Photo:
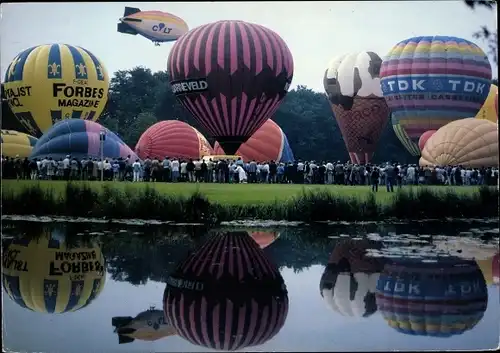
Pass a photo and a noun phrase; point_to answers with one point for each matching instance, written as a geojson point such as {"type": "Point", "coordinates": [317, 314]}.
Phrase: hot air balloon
{"type": "Point", "coordinates": [17, 144]}
{"type": "Point", "coordinates": [264, 239]}
{"type": "Point", "coordinates": [489, 109]}
{"type": "Point", "coordinates": [226, 295]}
{"type": "Point", "coordinates": [156, 26]}
{"type": "Point", "coordinates": [350, 278]}
{"type": "Point", "coordinates": [352, 84]}
{"type": "Point", "coordinates": [45, 275]}
{"type": "Point", "coordinates": [80, 139]}
{"type": "Point", "coordinates": [51, 82]}
{"type": "Point", "coordinates": [424, 138]}
{"type": "Point", "coordinates": [405, 140]}
{"type": "Point", "coordinates": [269, 143]}
{"type": "Point", "coordinates": [430, 81]}
{"type": "Point", "coordinates": [231, 76]}
{"type": "Point", "coordinates": [468, 142]}
{"type": "Point", "coordinates": [150, 325]}
{"type": "Point", "coordinates": [442, 298]}
{"type": "Point", "coordinates": [172, 138]}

Task prompt
Every record above must be copied exactly, and no picture may appear in the copy.

Exercise solution
Photo:
Pass a photo and a noun phrase; point_to answers with one point for each matching instance, written as a geojson point such as {"type": "Point", "coordinates": [317, 314]}.
Phrase: hot air balloon
{"type": "Point", "coordinates": [17, 144]}
{"type": "Point", "coordinates": [264, 239]}
{"type": "Point", "coordinates": [489, 109]}
{"type": "Point", "coordinates": [226, 295]}
{"type": "Point", "coordinates": [156, 26]}
{"type": "Point", "coordinates": [350, 278]}
{"type": "Point", "coordinates": [352, 84]}
{"type": "Point", "coordinates": [45, 275]}
{"type": "Point", "coordinates": [80, 139]}
{"type": "Point", "coordinates": [51, 82]}
{"type": "Point", "coordinates": [424, 138]}
{"type": "Point", "coordinates": [405, 140]}
{"type": "Point", "coordinates": [269, 143]}
{"type": "Point", "coordinates": [430, 81]}
{"type": "Point", "coordinates": [231, 76]}
{"type": "Point", "coordinates": [468, 142]}
{"type": "Point", "coordinates": [150, 325]}
{"type": "Point", "coordinates": [442, 298]}
{"type": "Point", "coordinates": [172, 138]}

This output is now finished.